## [Exercise prompt]
Please transcribe exactly the lines from the line holding "formatted like [53,58]." through the end of the data below, and skip any pictures.

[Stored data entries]
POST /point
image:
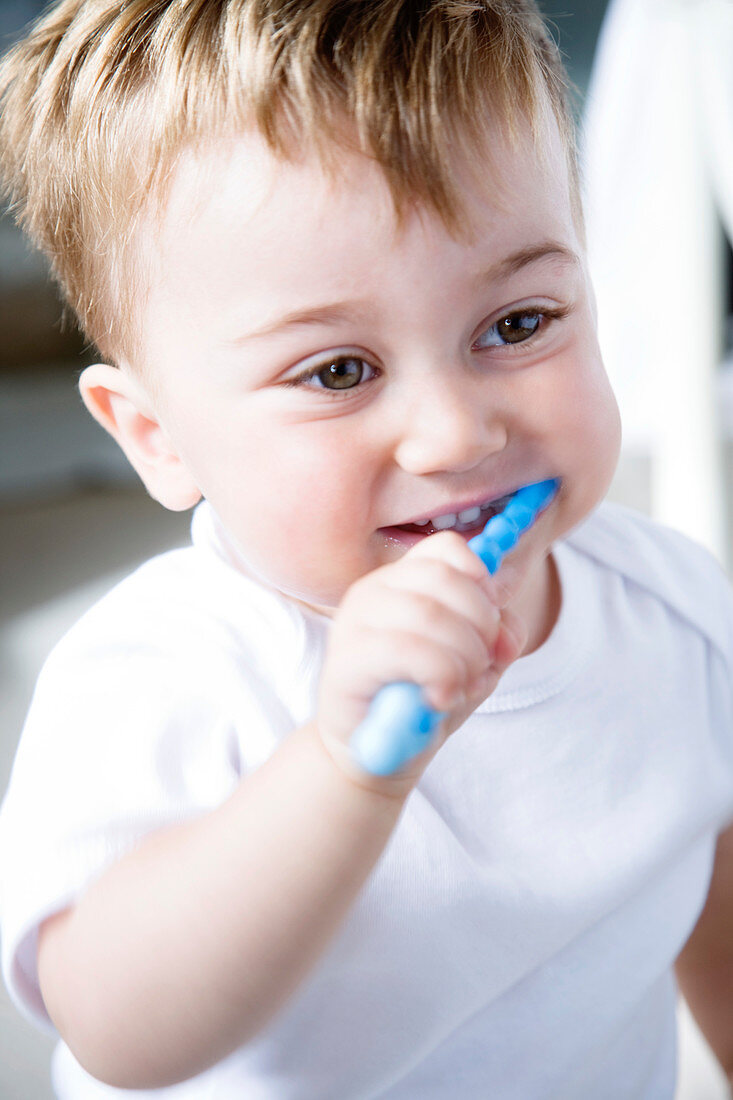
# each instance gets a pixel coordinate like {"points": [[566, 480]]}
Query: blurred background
{"points": [[658, 171]]}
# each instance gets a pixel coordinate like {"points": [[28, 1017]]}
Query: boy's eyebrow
{"points": [[332, 312]]}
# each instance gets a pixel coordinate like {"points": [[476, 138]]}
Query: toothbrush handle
{"points": [[400, 724]]}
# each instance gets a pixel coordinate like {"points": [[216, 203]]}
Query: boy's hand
{"points": [[429, 618]]}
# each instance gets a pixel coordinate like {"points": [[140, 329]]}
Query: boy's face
{"points": [[430, 405]]}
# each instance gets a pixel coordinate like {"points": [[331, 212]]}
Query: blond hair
{"points": [[101, 97]]}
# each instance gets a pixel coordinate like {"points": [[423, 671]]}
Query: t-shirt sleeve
{"points": [[121, 739]]}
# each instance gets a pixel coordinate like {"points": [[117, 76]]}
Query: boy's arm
{"points": [[187, 946], [704, 967], [190, 944]]}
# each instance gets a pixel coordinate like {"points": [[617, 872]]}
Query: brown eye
{"points": [[517, 327], [341, 374]]}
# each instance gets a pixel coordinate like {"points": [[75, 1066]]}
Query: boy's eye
{"points": [[342, 372], [515, 328]]}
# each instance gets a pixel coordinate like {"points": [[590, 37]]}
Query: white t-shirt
{"points": [[515, 941]]}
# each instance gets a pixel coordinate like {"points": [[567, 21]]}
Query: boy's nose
{"points": [[445, 430]]}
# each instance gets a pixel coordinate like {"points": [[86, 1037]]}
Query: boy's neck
{"points": [[539, 603]]}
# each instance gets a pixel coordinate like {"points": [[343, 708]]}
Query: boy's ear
{"points": [[120, 404]]}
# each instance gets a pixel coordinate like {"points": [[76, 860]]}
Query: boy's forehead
{"points": [[240, 182]]}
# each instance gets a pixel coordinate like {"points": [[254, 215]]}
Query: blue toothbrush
{"points": [[400, 723]]}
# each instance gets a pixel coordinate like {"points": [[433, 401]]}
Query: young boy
{"points": [[332, 253]]}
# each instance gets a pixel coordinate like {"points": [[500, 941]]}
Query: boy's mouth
{"points": [[468, 521]]}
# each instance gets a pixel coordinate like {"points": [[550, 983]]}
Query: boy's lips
{"points": [[449, 518], [455, 515]]}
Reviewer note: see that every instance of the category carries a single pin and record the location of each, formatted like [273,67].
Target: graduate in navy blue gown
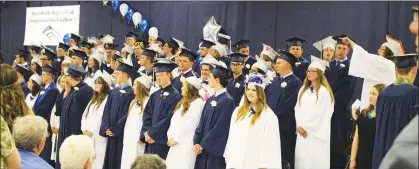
[186,60]
[295,47]
[73,106]
[203,51]
[396,106]
[115,115]
[159,110]
[341,83]
[236,84]
[242,46]
[110,49]
[281,96]
[212,132]
[44,104]
[23,75]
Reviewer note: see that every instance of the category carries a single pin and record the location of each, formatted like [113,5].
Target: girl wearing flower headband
[313,113]
[254,139]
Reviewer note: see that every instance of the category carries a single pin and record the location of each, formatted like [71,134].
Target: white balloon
[136,18]
[123,8]
[153,31]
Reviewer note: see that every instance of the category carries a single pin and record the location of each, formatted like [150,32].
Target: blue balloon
[66,38]
[130,12]
[115,5]
[144,25]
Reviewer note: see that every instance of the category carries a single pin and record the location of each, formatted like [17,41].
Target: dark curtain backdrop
[261,22]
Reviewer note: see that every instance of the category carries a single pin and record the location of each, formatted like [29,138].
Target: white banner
[48,25]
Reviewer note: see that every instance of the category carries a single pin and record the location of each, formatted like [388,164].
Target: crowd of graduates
[216,108]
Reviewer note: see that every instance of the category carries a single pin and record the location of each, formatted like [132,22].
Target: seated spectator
[77,152]
[148,161]
[30,133]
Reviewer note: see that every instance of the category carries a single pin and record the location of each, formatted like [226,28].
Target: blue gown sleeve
[118,128]
[158,132]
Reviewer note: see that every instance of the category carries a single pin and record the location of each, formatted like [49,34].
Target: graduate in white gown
[313,113]
[132,148]
[55,120]
[254,140]
[92,116]
[183,124]
[34,85]
[374,68]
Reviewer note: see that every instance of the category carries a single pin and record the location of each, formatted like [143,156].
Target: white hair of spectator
[75,151]
[29,130]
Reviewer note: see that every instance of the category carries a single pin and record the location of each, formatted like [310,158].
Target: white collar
[220,92]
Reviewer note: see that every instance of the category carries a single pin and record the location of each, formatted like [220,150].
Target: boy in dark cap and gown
[295,47]
[341,84]
[186,60]
[236,85]
[75,40]
[212,132]
[242,46]
[159,110]
[61,56]
[110,52]
[115,115]
[281,97]
[203,51]
[73,106]
[44,104]
[397,105]
[23,75]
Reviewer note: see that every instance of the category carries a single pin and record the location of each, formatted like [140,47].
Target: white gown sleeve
[191,121]
[323,111]
[228,144]
[95,127]
[270,150]
[372,67]
[84,122]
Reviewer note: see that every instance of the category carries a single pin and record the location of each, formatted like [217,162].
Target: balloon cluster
[130,13]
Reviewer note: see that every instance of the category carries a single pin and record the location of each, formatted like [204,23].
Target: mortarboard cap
[76,71]
[131,35]
[145,80]
[241,44]
[75,37]
[187,53]
[36,48]
[125,66]
[49,69]
[23,53]
[164,65]
[290,58]
[328,42]
[107,39]
[269,51]
[150,53]
[63,46]
[161,41]
[87,45]
[79,54]
[51,55]
[141,43]
[220,71]
[206,43]
[237,57]
[295,41]
[406,60]
[109,46]
[36,78]
[394,45]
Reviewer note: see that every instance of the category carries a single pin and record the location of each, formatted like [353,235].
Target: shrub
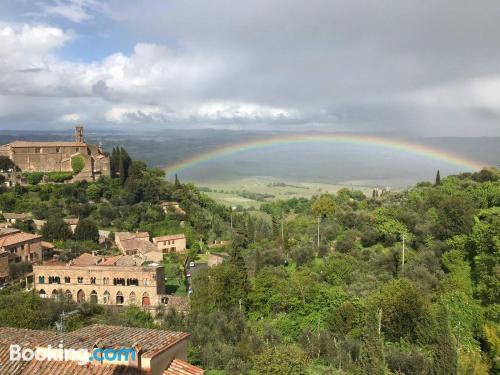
[33,178]
[59,176]
[77,164]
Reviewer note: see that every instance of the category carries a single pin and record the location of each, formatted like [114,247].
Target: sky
[413,67]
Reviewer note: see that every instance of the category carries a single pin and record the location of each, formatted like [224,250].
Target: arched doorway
[68,295]
[145,300]
[93,297]
[80,296]
[119,298]
[106,297]
[132,300]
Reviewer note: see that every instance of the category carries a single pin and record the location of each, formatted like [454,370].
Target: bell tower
[79,134]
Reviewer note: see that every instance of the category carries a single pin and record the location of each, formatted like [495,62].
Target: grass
[227,192]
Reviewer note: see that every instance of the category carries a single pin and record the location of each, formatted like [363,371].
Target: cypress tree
[445,354]
[438,179]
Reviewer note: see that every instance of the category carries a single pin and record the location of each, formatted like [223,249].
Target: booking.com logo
[81,356]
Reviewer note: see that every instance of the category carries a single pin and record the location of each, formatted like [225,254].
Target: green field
[237,192]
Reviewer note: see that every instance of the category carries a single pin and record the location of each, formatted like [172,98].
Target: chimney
[79,134]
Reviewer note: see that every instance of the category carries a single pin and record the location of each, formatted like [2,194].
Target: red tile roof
[61,367]
[170,237]
[16,238]
[152,341]
[179,367]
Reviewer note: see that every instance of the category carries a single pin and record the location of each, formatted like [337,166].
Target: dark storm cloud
[412,67]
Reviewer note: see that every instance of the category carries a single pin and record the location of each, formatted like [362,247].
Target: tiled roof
[13,215]
[16,238]
[86,259]
[61,367]
[72,220]
[152,341]
[129,235]
[47,144]
[179,367]
[27,337]
[170,237]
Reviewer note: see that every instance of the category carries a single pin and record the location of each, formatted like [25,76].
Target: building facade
[119,281]
[57,156]
[175,243]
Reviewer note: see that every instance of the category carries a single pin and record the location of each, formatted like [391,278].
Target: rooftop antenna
[60,325]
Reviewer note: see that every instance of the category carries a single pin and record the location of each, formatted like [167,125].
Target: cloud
[410,68]
[73,10]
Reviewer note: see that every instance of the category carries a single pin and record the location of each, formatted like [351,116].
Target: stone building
[21,246]
[173,243]
[119,280]
[142,351]
[57,156]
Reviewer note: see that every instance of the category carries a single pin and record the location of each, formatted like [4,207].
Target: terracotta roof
[61,367]
[86,259]
[13,215]
[16,238]
[26,337]
[152,341]
[71,221]
[47,245]
[170,237]
[47,144]
[179,367]
[130,235]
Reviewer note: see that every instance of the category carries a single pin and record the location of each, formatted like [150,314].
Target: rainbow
[355,139]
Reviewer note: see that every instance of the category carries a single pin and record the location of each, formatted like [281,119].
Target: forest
[402,283]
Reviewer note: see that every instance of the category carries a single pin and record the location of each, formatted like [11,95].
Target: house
[21,246]
[214,259]
[72,223]
[172,207]
[174,243]
[153,352]
[58,156]
[129,242]
[12,218]
[119,280]
[138,244]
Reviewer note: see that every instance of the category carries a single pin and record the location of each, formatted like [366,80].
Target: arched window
[145,300]
[132,298]
[106,298]
[119,298]
[80,296]
[93,297]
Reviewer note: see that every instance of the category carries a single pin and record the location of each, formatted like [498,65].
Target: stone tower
[79,134]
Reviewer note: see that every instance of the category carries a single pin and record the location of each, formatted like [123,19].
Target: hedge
[33,178]
[77,164]
[59,176]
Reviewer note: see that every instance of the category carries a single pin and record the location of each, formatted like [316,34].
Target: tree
[323,206]
[281,360]
[445,354]
[56,229]
[438,179]
[86,230]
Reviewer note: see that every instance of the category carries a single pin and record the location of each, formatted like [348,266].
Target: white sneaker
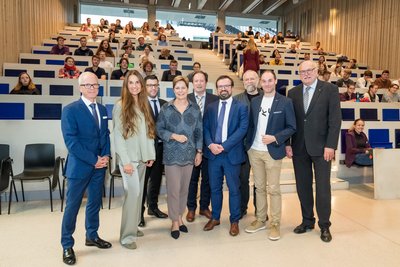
[274,232]
[255,227]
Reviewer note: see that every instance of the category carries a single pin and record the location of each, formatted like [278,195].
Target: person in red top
[251,57]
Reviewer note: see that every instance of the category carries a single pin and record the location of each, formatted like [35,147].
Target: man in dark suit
[318,118]
[272,123]
[153,174]
[84,125]
[203,99]
[225,126]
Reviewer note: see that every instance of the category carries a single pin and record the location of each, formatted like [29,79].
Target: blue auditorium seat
[348,114]
[390,114]
[12,111]
[379,138]
[57,89]
[47,111]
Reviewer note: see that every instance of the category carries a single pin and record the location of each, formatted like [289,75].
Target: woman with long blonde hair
[134,133]
[251,57]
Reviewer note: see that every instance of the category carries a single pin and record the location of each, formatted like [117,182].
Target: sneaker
[255,227]
[274,232]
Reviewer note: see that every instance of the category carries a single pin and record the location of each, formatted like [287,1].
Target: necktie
[155,108]
[94,113]
[200,103]
[218,134]
[305,98]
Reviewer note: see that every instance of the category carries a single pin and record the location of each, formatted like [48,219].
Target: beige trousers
[266,174]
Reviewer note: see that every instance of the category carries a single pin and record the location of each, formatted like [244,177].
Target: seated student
[162,40]
[165,54]
[345,81]
[106,65]
[69,71]
[25,86]
[366,80]
[83,50]
[349,95]
[196,68]
[173,71]
[112,39]
[98,71]
[60,48]
[391,96]
[105,46]
[383,81]
[147,69]
[371,95]
[146,53]
[94,38]
[123,69]
[277,60]
[358,150]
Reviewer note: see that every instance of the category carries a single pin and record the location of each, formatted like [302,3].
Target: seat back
[39,157]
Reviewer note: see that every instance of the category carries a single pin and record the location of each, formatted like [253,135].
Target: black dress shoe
[326,235]
[175,234]
[157,212]
[69,256]
[183,228]
[302,228]
[98,242]
[142,222]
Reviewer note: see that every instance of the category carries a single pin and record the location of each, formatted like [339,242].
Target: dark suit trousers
[217,168]
[75,191]
[303,169]
[152,182]
[205,190]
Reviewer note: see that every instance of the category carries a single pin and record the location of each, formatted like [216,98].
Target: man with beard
[225,126]
[250,82]
[203,99]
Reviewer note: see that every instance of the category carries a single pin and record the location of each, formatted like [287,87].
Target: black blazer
[320,126]
[281,124]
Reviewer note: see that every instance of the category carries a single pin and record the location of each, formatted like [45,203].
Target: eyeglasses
[227,86]
[309,71]
[88,85]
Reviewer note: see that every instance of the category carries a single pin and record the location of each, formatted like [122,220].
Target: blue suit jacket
[281,123]
[238,122]
[84,141]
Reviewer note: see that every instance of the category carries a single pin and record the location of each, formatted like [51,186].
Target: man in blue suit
[84,126]
[225,126]
[272,123]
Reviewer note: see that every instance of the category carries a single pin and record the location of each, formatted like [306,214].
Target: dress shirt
[226,117]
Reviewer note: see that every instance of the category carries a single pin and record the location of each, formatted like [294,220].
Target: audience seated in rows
[345,81]
[98,71]
[366,80]
[25,86]
[69,71]
[349,95]
[83,50]
[383,81]
[358,150]
[60,48]
[105,46]
[173,71]
[391,95]
[121,72]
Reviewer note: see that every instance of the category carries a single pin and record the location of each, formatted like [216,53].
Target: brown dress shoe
[190,216]
[234,231]
[206,213]
[210,225]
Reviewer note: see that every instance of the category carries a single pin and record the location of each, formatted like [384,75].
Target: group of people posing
[201,132]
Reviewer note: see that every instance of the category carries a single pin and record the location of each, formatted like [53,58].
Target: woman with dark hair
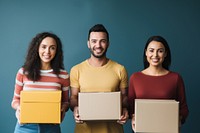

## [Response for this exercise]
Reviewer note: see that every instance of the category carries a single pin and record the location of each, formatted like [53,58].
Target: woman with dark hair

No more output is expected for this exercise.